■ The problem:
Render each line of the material below as a separate string in a JSON array, omitting any blank lines.

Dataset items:
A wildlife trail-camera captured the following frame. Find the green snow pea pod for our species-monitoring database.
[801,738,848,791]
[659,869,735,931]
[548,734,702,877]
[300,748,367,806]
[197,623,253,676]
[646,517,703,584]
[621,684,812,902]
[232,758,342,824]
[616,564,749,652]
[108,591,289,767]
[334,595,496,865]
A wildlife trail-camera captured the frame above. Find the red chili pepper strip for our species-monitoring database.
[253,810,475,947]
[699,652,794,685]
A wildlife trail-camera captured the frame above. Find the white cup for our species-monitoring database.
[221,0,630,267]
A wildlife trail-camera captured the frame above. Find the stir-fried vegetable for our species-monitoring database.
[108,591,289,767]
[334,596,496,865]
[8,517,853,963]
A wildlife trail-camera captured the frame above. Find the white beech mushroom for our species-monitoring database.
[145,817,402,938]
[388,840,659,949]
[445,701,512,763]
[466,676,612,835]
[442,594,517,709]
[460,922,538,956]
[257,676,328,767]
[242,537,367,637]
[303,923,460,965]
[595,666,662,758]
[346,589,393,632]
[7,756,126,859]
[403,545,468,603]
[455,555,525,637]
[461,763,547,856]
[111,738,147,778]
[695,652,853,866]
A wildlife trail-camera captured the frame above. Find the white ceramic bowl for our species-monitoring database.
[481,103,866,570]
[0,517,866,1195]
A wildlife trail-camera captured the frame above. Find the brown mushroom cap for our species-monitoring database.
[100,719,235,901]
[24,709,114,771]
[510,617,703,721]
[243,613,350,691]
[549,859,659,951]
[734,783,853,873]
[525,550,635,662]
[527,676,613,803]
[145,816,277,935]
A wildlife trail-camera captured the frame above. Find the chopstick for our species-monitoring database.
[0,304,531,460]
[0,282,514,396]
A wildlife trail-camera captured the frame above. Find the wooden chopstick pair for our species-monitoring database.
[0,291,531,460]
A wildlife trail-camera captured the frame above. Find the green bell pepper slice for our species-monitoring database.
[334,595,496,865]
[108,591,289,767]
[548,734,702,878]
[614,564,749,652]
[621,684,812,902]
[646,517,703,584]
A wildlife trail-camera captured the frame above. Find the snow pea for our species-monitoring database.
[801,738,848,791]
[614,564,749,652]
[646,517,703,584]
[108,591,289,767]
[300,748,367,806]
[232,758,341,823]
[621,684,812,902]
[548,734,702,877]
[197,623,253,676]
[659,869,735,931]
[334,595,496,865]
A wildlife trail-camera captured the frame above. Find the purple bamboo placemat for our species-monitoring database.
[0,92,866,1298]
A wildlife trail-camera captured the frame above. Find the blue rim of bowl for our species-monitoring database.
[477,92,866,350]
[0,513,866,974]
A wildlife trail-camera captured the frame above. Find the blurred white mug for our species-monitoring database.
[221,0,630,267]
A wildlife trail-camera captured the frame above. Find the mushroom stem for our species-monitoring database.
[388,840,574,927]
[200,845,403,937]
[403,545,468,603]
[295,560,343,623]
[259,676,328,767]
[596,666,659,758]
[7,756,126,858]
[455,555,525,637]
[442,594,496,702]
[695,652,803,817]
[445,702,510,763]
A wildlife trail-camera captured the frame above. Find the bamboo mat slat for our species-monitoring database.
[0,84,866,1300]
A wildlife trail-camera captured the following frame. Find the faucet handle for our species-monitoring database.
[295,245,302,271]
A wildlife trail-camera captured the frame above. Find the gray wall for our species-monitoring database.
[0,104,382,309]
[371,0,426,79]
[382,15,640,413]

■ Task result:
[
  "A wildlife trail-camera captured the following frame. Find the green snow pea pod for our species-monitoring database.",
  "[801,738,848,791]",
  "[659,869,735,931]",
  "[548,734,702,877]",
  "[300,748,367,806]",
  "[197,623,253,676]",
  "[646,517,703,584]",
  "[621,684,812,902]",
  "[232,758,342,824]",
  "[616,564,749,652]",
  "[108,591,289,767]",
  "[334,595,496,865]",
  "A wildlife trail-camera captured the frame above. Find the red chili pepper strip for our species-monitoring database.",
  "[253,810,475,947]",
  "[699,652,794,685]",
  "A wildlife trail-camera captured the frame above. Find the white cup for our species-monitoring database.",
  "[221,0,630,267]",
  "A wildlife trail-camera captured the frame above. Find the stir-fried vegetable for our species-monitoring database.",
  "[108,591,289,767]",
  "[334,596,496,865]",
  "[8,517,853,963]",
  "A wildlife trail-camera captured the frame above. Find the white beech mushroom for our species-monitoring database.",
  "[145,817,402,938]",
  "[388,840,659,949]",
  "[445,701,512,763]",
  "[466,676,612,835]",
  "[442,594,517,709]",
  "[460,922,538,956]",
  "[257,676,328,767]",
  "[242,537,367,637]",
  "[303,923,460,965]",
  "[595,666,662,758]",
  "[346,589,393,632]",
  "[7,756,126,859]",
  "[403,545,468,603]",
  "[455,555,525,637]",
  "[461,763,547,856]",
  "[111,738,147,778]",
  "[695,652,853,866]",
  "A wildlife trail-camera captured the frame above. Find the white ceramic bowl for our species-monitoring database.",
  "[481,103,866,570]",
  "[0,517,866,1195]",
  "A wildlife trail-camera captured the frame above. Find the brown mushroom cap for our species-monitoring database.",
  "[100,719,235,901]",
  "[24,709,114,771]",
  "[510,617,703,721]",
  "[243,613,350,691]",
  "[549,859,659,951]",
  "[734,783,853,873]",
  "[525,550,635,662]",
  "[527,676,613,803]",
  "[145,816,277,935]",
  "A wildlife trail-camera captured the frame above. Find the chopstick for our species-monitoring database.",
  "[0,304,531,460]",
  "[0,282,514,396]",
  "A wildlife trail-camera captured the frame above. Find the wooden chopstick pair for our species-monitoring database.",
  "[0,291,531,460]",
  "A wildlife trail-camera captured the frame above. Find the green bell pepper slice for our species-monitoring database.",
  "[334,595,496,865]",
  "[108,591,289,767]",
  "[548,734,702,878]",
  "[614,564,749,652]",
  "[621,684,812,902]",
  "[646,517,703,584]",
  "A wildlife trail-camera captured the frame above. Find the snow pea for our species-monitoring database.",
  "[801,738,848,791]",
  "[614,564,749,652]",
  "[646,517,703,584]",
  "[108,591,289,767]",
  "[300,748,367,806]",
  "[232,758,341,823]",
  "[621,684,812,902]",
  "[548,734,702,877]",
  "[197,623,253,676]",
  "[659,869,735,931]",
  "[334,595,496,865]",
  "A wildlife trail-camera captured the frame above. Find the purple bamboo placemat for our species-monitoring database.",
  "[0,92,866,1298]",
  "A wildlife trail-camera captured the frame above. Find the blue rim of bowl for our species-monitoring database.",
  "[477,92,866,350]",
  "[0,513,866,974]",
  "A wildlife trail-camera captured the frame above. Find the blurred white mug for our species-monitoring database.",
  "[221,0,630,267]",
  "A wildlife trail-camera captured the frame above. Find the mushroom stem for our species-monitoring database.",
  "[388,840,574,927]",
  "[200,845,403,937]",
  "[403,545,468,603]",
  "[295,560,343,623]",
  "[259,676,328,767]",
  "[596,666,659,758]",
  "[7,756,126,858]",
  "[455,555,525,637]",
  "[442,594,496,702]",
  "[695,652,803,817]",
  "[445,702,510,763]",
  "A wildlife trail-camera captured the frame above. Find the bamboo mat slat for our species-monitoring database.",
  "[0,84,866,1300]",
  "A wildlife trail-camera captured the following frame. Find the faucet handle for our species-monitoring database.",
  "[295,245,302,271]",
  "A wildlife trail-camera captured the frame above. Find the gray wall for our species-monitoring database.",
  "[0,104,382,309]",
  "[371,0,426,79]",
  "[382,15,640,413]"
]